Problems and tasks
**A)** In the mailing-list message about extended statistics, what data type were the columns changed to?
**B)** List every query count given in the mailing-list message about extended statistics, each with the estimate outcome it refers to.
**C)** Continue the mailing-list message about extended statistics from where it stops.

Document text
■ ■ ■ ■ ■ ■ ■
Re: Use extended statistics to estimate (Var op Var) clauses

From: Tomas Vondra <tomas(dot)vondra(at)enterprisedb(dot)com>
To: Mark Dilger <mark(dot)dilger(at)enterprisedb(dot)com>, Dean Rasheed <dean(dot)a(dot)rasheed(at)gmail(dot)com>
Cc: PostgreSQL Hackers <pgsql-hackers(at)lists(dot)postgresql(dot)org>
Subject: Re: Use extended statistics to estimate (Var op Var) clauses
Date: 2021-08-11 15:18:44
Message-ID: 633e406e-4e65-59a7-5c8a-153a9ce224a6@enterprisedb.com
Views: Raw Message | Whole Thread | Download mbox | Resend email
Thread:
Lists: pgsql-hackers

On 8/11/21 4:51 PM, Mark Dilger wrote:
>
>
>> On Aug 11, 2021, at 5:08 AM, Dean Rasheed <dean(dot)a(dot)rasheed(at)gmail(dot)com> wrote:
>>
>> This feels like rather an artificial example though. Is there any real
>> use for this sort of clause?
>
> The test generated random combinations of clauses and then checked if any had consistently worse performance. These came up. I don't know that they represent anything real.
>
> What was not random in the tests was the data in the tables. I've gotten curious if these types of clauses (with columns compared against themselves) would still be bad for random rather than orderly data sets. I'll go check....
>
> testing....
>
> Wow. Randomizing the data makes the problems even more extreme. It seems my original test set was actually playing to this patch's strengths, not its weaknesses. I've changed the columns to double precision and filled the columns with random() data, where column1 gets random()^1, column2 gets random()^2, etc. So on average the larger numbered columns will be smaller, and the mcv list will be irrelevant, since values should not tend to repeat.
>
> Over all queries, 47791 have better estimates after the patch, but 34802 had worse estimates after the patch (with the remaining 17407 queries having roughly equal quality).
■ ■ ■ ■ ■ ■ ■
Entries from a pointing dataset
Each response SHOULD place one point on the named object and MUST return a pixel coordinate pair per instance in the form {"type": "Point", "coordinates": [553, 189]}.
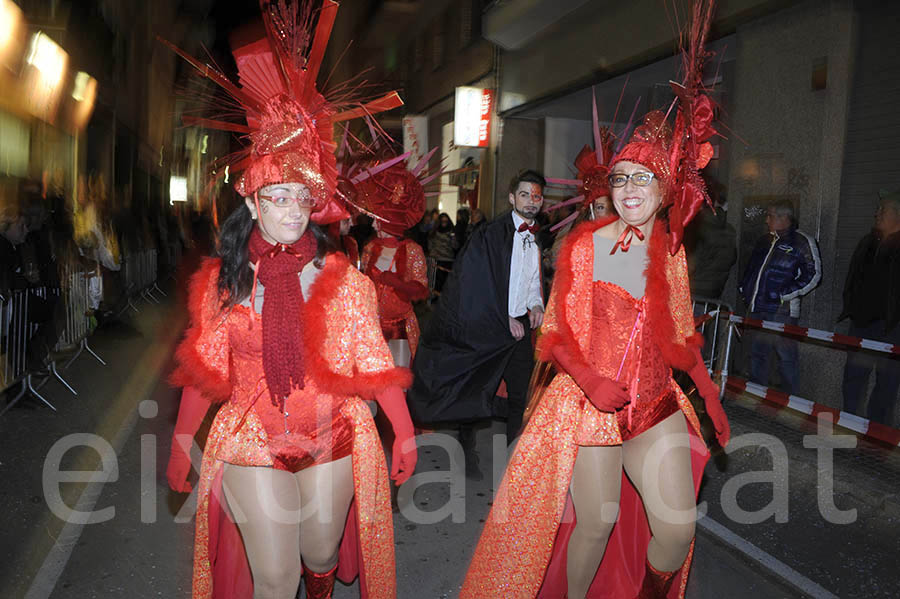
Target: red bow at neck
{"type": "Point", "coordinates": [624, 240]}
{"type": "Point", "coordinates": [278, 268]}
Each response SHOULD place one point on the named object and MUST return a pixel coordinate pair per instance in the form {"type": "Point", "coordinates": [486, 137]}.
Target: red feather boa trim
{"type": "Point", "coordinates": [315, 331]}
{"type": "Point", "coordinates": [191, 369]}
{"type": "Point", "coordinates": [661, 325]}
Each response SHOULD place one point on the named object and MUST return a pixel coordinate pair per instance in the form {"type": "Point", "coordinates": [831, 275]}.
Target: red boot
{"type": "Point", "coordinates": [656, 584]}
{"type": "Point", "coordinates": [319, 586]}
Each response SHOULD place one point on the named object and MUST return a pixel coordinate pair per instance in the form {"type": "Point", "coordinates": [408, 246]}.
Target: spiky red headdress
{"type": "Point", "coordinates": [289, 123]}
{"type": "Point", "coordinates": [676, 155]}
{"type": "Point", "coordinates": [394, 193]}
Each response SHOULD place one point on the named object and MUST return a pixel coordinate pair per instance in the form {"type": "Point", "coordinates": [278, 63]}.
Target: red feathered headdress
{"type": "Point", "coordinates": [394, 193]}
{"type": "Point", "coordinates": [676, 155]}
{"type": "Point", "coordinates": [289, 123]}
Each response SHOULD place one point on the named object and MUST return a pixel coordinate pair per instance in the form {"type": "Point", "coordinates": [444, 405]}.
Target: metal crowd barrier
{"type": "Point", "coordinates": [140, 275]}
{"type": "Point", "coordinates": [16, 332]}
{"type": "Point", "coordinates": [726, 324]}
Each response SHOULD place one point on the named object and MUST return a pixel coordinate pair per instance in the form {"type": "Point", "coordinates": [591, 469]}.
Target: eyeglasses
{"type": "Point", "coordinates": [285, 201]}
{"type": "Point", "coordinates": [641, 179]}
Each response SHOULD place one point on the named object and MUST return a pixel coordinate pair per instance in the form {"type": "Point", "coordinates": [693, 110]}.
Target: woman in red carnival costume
{"type": "Point", "coordinates": [396, 264]}
{"type": "Point", "coordinates": [286, 336]}
{"type": "Point", "coordinates": [599, 498]}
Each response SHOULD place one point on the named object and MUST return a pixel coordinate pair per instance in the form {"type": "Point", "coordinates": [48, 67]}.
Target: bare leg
{"type": "Point", "coordinates": [266, 505]}
{"type": "Point", "coordinates": [595, 487]}
{"type": "Point", "coordinates": [326, 492]}
{"type": "Point", "coordinates": [658, 462]}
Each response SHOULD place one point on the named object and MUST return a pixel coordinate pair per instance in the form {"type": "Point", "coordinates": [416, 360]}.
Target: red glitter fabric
{"type": "Point", "coordinates": [614, 311]}
{"type": "Point", "coordinates": [278, 268]}
{"type": "Point", "coordinates": [395, 195]}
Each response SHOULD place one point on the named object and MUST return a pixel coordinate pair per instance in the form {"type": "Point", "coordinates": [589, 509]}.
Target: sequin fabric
{"type": "Point", "coordinates": [398, 319]}
{"type": "Point", "coordinates": [317, 427]}
{"type": "Point", "coordinates": [615, 313]}
{"type": "Point", "coordinates": [517, 541]}
{"type": "Point", "coordinates": [373, 504]}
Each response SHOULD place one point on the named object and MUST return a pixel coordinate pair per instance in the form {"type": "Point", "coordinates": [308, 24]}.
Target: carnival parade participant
{"type": "Point", "coordinates": [599, 497]}
{"type": "Point", "coordinates": [480, 333]}
{"type": "Point", "coordinates": [396, 264]}
{"type": "Point", "coordinates": [286, 335]}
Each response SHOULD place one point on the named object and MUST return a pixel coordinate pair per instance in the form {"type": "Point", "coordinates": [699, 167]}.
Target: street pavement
{"type": "Point", "coordinates": [144, 548]}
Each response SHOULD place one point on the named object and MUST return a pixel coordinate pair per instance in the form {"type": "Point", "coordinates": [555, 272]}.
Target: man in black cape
{"type": "Point", "coordinates": [480, 332]}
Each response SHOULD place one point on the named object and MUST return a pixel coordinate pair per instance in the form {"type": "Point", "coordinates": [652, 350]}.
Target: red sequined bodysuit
{"type": "Point", "coordinates": [617, 316]}
{"type": "Point", "coordinates": [312, 429]}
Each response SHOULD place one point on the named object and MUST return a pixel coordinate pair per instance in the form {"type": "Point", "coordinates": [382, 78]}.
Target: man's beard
{"type": "Point", "coordinates": [529, 212]}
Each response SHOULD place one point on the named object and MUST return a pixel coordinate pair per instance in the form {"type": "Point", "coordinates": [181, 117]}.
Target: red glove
{"type": "Point", "coordinates": [403, 453]}
{"type": "Point", "coordinates": [191, 412]}
{"type": "Point", "coordinates": [710, 394]}
{"type": "Point", "coordinates": [606, 394]}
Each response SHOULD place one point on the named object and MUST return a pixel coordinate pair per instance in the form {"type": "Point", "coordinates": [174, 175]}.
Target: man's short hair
{"type": "Point", "coordinates": [783, 208]}
{"type": "Point", "coordinates": [527, 176]}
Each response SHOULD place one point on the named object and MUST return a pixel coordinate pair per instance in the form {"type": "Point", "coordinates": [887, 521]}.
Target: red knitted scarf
{"type": "Point", "coordinates": [278, 269]}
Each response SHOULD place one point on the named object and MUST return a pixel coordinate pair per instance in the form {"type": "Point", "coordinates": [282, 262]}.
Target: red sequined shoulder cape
{"type": "Point", "coordinates": [522, 550]}
{"type": "Point", "coordinates": [350, 359]}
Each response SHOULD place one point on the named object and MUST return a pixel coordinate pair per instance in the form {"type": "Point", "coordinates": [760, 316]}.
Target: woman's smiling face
{"type": "Point", "coordinates": [284, 211]}
{"type": "Point", "coordinates": [636, 205]}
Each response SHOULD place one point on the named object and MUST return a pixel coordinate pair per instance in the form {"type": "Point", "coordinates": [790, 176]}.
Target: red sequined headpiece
{"type": "Point", "coordinates": [677, 154]}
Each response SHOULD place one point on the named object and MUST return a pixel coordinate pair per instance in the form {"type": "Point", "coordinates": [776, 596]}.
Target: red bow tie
{"type": "Point", "coordinates": [624, 240]}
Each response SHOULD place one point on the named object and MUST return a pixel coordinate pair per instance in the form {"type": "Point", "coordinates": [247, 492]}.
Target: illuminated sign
{"type": "Point", "coordinates": [472, 116]}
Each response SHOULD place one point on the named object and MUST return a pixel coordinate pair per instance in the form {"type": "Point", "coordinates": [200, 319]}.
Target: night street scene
{"type": "Point", "coordinates": [449, 299]}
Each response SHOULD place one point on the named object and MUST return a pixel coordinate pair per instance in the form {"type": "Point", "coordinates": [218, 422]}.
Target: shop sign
{"type": "Point", "coordinates": [472, 116]}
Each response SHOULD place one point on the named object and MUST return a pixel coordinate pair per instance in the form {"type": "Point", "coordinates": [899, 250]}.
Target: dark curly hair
{"type": "Point", "coordinates": [235, 276]}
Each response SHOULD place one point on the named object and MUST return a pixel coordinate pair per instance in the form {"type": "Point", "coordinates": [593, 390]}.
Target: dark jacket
{"type": "Point", "coordinates": [710, 243]}
{"type": "Point", "coordinates": [874, 270]}
{"type": "Point", "coordinates": [467, 343]}
{"type": "Point", "coordinates": [781, 269]}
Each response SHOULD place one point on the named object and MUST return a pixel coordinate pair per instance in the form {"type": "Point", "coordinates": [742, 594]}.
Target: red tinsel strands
{"type": "Point", "coordinates": [396, 195]}
{"type": "Point", "coordinates": [289, 123]}
{"type": "Point", "coordinates": [278, 268]}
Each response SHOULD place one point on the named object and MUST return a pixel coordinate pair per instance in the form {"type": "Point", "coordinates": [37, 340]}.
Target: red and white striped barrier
{"type": "Point", "coordinates": [866, 428]}
{"type": "Point", "coordinates": [827, 336]}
■ ■ ■ ■ ■ ■ ■
Answer set
**A)** Double precision.

**B)**
- 47791 queries had better estimates after the patch.
- 34802 queries had worse estimates after the patch.
- 17407 queries had roughly equal quality.

**C)**
>
> The worst estimates are still ones that have a column compared to itself:
>
> better:0, worse:33: A <= B or A <= A or A <= A
> better:0, worse:33: A <= B or A = A or not A <> A
> better:0, worse:33: A <= B or A >= A or not A <> A
> better:0, worse:33: A <> B or A <= A
> better:0, worse:33: A <> B or A <= A or A <> A
> better:0, worse:33: A <> B or A <= A or A >= A
> better:0, worse:33: A <> B or A <= A or not A = A
> better:0, worse:33: A <> B or A > A or not A < A
> better:0, worse:33: A <> B or A >= A
> better:0, worse:33: A <> B or A >= A and A <= A
> better:0, worse:33: A = B or not A > A or not A > A
> better:0, worse:33: A >= B or not A <> A or A = A
> better:0, worse:39: B <= A or B <= B or B <= B
> better:0, worse:39: B <= A or B = B or not B <> B
> better:0, worse:39: B <= A or B >= B or not B <> B
> better:0, worse:39: B <> A or B <= B
> better:0, worse:39: B <> A or B <= B or B <> B
> better:0, worse:39: B <> A or B <= B or B >= B
> better:0, worse:39: B <> A or B <= B or not B = B
> better:0, worse:39: B <> A or B > B or not B < B
> better:0, worse:39: B <> A or B >= B
> better:0, worse:39: B <> A or B >= B and B <= B
> better:0, worse:39: B = A or not B > B or not B > B
> better:0, worse:39: B >= A or not B <> B or B = B
>

The other interesting thing all those clauses have in common is that
they're OR clauses. And we handle that a bit differently. But I think
the "strange" clauses with the same Var on both sides is the main issue,
and not detecting them as "simple" clauses should fix that.

> But there are plenty that got worse without that, such as the following examples:
>
> better:25, worse:39: A < B and A < B or B > A
> better:10, worse:48: A < B and A < C
> better:10, worse:54: A < B and A < C or C > A
>
> I'll go test random data designed to have mcv lists of significance....
>

Hard to say without having a look at the data set, but there'll always
be cases where the extended stats perform a bit worse, due to (a) luck
and (b) the stats covering only small fraction of the table.

But of course, it's worth investigating the suspicious cases.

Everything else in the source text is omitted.